(Stored records)
..............................

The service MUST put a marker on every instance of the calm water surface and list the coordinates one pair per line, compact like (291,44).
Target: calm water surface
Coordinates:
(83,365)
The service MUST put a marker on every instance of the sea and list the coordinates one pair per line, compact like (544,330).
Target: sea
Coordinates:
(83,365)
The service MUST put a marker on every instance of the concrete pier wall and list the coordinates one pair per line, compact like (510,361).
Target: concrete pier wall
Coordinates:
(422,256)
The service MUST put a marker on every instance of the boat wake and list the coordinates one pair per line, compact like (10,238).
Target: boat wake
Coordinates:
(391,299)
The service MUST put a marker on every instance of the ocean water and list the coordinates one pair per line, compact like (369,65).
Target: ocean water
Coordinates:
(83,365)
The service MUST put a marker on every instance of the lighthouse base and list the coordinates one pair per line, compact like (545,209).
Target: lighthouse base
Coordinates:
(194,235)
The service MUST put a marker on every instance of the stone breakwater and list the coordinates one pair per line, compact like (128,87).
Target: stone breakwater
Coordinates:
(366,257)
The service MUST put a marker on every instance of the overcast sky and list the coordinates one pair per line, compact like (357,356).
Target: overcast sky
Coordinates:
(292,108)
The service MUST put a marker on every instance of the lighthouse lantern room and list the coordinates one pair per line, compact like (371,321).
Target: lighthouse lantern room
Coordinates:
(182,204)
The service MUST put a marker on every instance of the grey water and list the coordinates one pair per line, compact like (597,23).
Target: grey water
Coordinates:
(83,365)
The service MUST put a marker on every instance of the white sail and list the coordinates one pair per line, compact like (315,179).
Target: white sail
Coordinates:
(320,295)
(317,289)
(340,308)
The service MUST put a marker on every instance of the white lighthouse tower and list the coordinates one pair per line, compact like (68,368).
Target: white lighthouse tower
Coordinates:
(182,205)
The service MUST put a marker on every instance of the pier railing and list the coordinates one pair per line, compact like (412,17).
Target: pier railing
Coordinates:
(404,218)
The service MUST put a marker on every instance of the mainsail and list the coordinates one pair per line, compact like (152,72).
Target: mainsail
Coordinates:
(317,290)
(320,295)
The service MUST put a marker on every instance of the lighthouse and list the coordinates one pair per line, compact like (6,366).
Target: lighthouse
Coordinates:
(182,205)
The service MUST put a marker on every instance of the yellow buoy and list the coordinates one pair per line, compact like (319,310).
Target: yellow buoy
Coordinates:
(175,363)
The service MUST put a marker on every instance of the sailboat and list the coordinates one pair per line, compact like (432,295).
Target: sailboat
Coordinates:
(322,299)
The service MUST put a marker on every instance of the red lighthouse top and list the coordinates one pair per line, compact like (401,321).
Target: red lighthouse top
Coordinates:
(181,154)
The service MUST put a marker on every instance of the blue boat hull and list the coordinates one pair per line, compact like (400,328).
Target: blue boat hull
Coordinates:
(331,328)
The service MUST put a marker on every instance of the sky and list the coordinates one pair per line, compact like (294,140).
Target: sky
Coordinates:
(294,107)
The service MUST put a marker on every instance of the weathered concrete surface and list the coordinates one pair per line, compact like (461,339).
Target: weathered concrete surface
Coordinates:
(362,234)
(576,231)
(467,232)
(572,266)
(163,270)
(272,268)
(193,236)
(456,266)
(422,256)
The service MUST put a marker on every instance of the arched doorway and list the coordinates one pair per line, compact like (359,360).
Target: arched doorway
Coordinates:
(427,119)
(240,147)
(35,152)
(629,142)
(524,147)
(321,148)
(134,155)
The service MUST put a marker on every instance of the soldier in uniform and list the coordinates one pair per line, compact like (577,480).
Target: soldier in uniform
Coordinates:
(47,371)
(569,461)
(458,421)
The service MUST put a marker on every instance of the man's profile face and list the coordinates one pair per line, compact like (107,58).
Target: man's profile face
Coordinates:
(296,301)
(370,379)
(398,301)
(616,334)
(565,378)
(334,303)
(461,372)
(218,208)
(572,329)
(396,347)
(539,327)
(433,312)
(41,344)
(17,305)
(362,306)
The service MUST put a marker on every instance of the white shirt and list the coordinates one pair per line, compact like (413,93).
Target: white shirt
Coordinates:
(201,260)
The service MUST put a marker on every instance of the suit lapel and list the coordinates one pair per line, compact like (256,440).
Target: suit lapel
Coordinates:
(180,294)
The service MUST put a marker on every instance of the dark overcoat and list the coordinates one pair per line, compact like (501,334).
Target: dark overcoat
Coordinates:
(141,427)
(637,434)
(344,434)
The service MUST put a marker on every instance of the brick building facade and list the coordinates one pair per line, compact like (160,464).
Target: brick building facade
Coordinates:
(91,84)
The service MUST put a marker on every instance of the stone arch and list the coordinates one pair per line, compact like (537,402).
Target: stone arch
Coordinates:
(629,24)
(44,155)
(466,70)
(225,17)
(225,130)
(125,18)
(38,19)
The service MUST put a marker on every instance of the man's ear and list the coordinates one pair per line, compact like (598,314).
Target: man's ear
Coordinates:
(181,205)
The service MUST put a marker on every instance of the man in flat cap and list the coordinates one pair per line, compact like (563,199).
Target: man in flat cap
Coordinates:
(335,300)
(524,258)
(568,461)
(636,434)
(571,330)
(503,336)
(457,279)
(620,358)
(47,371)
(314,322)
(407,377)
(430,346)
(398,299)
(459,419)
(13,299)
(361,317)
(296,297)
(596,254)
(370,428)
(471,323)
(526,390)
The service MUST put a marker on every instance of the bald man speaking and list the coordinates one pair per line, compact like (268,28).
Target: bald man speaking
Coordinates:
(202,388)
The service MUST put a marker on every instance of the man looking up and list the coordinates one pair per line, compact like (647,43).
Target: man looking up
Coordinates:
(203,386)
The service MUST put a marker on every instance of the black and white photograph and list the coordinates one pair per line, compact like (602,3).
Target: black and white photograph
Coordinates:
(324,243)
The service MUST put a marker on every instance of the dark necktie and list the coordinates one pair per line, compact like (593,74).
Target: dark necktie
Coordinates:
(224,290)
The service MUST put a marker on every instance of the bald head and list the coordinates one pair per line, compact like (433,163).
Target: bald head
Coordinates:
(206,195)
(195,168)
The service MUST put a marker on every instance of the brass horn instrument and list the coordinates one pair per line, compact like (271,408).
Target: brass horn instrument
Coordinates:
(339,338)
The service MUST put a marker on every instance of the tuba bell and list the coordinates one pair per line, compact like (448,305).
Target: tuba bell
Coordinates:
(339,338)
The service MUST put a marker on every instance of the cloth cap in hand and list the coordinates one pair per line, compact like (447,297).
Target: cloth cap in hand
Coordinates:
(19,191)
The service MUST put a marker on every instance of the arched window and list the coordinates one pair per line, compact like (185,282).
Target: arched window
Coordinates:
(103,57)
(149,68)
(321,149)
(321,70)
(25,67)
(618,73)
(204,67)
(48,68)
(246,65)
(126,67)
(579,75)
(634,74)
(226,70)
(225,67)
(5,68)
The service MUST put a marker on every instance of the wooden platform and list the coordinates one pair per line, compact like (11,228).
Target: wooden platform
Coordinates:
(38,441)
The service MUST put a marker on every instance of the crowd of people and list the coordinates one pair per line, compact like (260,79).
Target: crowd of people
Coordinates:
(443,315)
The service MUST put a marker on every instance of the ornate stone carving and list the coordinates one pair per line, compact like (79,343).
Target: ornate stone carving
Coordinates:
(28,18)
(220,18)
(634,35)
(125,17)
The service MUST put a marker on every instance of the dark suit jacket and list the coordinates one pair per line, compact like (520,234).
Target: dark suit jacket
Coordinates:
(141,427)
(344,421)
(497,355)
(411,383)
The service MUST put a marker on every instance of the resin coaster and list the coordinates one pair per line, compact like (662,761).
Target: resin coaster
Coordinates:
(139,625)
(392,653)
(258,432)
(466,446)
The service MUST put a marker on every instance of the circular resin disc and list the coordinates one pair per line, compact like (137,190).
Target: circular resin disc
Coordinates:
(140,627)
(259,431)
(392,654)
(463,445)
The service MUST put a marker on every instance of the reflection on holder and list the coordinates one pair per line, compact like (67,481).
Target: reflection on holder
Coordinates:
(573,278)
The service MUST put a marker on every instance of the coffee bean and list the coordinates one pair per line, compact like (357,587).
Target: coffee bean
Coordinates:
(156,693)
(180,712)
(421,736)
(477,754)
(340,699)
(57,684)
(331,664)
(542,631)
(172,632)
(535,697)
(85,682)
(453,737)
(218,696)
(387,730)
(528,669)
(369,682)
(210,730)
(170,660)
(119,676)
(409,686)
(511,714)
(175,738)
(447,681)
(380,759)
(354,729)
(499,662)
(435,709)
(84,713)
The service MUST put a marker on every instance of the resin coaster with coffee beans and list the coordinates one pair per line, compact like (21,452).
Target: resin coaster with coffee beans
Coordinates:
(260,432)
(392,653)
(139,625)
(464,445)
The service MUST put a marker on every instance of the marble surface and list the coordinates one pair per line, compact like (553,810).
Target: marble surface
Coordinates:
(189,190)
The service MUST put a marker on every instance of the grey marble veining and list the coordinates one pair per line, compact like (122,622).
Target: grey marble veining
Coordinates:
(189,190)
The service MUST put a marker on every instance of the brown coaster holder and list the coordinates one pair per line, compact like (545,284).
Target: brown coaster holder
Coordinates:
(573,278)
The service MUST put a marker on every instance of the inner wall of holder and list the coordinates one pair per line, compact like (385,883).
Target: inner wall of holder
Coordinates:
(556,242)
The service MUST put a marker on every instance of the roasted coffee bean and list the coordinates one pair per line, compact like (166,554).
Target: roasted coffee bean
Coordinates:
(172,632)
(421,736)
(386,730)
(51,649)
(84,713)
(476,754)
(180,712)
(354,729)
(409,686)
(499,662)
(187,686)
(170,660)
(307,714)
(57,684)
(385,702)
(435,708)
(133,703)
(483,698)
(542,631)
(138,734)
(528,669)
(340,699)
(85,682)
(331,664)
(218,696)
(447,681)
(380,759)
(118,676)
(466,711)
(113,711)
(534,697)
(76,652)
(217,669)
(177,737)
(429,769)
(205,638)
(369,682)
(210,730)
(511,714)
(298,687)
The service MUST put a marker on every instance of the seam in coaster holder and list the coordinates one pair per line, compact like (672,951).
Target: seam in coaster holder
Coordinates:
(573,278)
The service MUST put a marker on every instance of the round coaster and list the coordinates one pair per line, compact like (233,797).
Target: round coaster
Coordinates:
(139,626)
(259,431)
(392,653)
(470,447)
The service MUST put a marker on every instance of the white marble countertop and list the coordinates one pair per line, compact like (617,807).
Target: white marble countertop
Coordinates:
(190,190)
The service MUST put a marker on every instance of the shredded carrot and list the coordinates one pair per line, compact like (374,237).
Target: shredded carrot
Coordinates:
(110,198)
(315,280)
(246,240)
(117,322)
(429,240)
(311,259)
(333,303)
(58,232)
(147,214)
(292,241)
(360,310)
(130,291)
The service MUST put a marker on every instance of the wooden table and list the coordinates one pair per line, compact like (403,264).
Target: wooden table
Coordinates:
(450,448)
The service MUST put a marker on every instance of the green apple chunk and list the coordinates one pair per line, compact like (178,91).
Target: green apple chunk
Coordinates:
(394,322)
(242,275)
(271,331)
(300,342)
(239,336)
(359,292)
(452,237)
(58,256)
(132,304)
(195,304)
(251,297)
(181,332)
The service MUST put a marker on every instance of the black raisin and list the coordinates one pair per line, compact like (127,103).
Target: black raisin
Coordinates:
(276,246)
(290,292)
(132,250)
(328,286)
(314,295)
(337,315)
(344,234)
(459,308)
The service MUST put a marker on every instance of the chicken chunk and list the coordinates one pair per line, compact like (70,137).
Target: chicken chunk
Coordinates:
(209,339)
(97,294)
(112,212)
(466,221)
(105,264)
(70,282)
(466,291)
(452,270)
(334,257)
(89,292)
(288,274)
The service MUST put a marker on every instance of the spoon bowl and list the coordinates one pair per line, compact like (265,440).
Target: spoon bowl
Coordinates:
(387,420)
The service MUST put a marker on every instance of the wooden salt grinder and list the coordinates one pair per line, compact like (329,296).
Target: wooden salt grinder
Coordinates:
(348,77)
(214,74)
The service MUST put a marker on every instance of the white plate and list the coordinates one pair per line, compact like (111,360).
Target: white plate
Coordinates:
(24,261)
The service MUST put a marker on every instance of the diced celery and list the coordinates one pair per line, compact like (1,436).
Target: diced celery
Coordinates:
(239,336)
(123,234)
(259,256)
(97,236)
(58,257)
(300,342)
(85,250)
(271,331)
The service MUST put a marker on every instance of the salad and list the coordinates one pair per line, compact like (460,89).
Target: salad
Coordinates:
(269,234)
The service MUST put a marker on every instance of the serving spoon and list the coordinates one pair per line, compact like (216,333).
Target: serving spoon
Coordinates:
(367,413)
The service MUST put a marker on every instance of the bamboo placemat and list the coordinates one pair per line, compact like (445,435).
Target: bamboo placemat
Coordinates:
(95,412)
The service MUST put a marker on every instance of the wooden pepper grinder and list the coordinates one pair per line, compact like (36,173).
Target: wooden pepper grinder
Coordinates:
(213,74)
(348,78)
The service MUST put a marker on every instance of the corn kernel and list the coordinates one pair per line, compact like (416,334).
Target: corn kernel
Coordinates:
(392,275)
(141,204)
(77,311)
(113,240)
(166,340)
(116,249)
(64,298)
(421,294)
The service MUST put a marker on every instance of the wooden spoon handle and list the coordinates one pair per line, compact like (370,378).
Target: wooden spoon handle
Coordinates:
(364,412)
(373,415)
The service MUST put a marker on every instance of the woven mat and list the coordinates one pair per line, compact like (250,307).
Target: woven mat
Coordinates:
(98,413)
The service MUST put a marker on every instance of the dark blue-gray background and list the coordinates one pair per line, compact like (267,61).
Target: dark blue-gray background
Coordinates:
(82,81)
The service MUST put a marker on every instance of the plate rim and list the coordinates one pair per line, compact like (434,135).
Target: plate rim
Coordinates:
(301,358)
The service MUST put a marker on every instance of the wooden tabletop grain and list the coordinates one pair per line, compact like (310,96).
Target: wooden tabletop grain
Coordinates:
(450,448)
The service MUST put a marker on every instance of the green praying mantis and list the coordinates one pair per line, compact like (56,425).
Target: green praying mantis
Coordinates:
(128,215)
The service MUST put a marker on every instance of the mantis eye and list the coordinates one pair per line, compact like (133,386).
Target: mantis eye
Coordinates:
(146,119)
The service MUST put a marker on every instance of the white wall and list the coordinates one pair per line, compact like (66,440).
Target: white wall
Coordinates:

..............................

=== Exercise prompt ===
When you reach the line with "Target: stone arch" in the records above, start writing out lines exactly, and stop once the line with "compact like (448,305)." has been written; include nothing else.

=== Response below ===
Target: stone arch
Coordinates:
(629,24)
(44,155)
(466,70)
(225,17)
(225,130)
(125,18)
(38,19)
The service MUST put a marker on every instance of the man's ear and list the coordinates one pair per line, compact like (598,314).
Target: man's ear
Coordinates:
(181,205)
The service MUST put a marker on every instance of the man in flat cap and list the coordinates one pair per line, compact like (563,199).
Target: man in flat cap
Coordinates:
(335,300)
(524,258)
(568,461)
(636,434)
(571,330)
(503,336)
(457,279)
(620,358)
(47,371)
(314,322)
(407,377)
(430,346)
(398,299)
(459,419)
(13,299)
(361,317)
(296,297)
(596,254)
(370,428)
(471,323)
(526,390)
The service MUST put a marker on every instance of the bald man speaking and list the coordinates one pair per line, compact like (268,28).
Target: bald man speaking
Coordinates:
(202,388)
The service MUST put a marker on every instance of the man looking up and list the coordinates one pair per line, compact like (647,43).
Target: man looking up
Coordinates:
(203,386)
The service MUST put a marker on every instance of the black and white photograph and list the coordinates one pair per line, compact like (602,3).
Target: black and white photograph
Coordinates:
(324,243)
The service MUST put a marker on every instance of the dark necktie and list the coordinates one pair per line, compact like (593,74).
Target: dark necktie
Coordinates:
(224,290)
The service MUST put a marker on every instance of the bald head and list the coordinates one pair per line, compact like (433,163).
Target: bald head
Coordinates:
(206,195)
(195,168)
The service MUST put a marker on every instance of the brass horn instrument and list the coordinates one pair per line, compact like (271,408).
Target: brass horn instrument
Coordinates:
(339,338)
The service MUST put a marker on every instance of the tuba bell and list the coordinates one pair per line, compact like (448,305).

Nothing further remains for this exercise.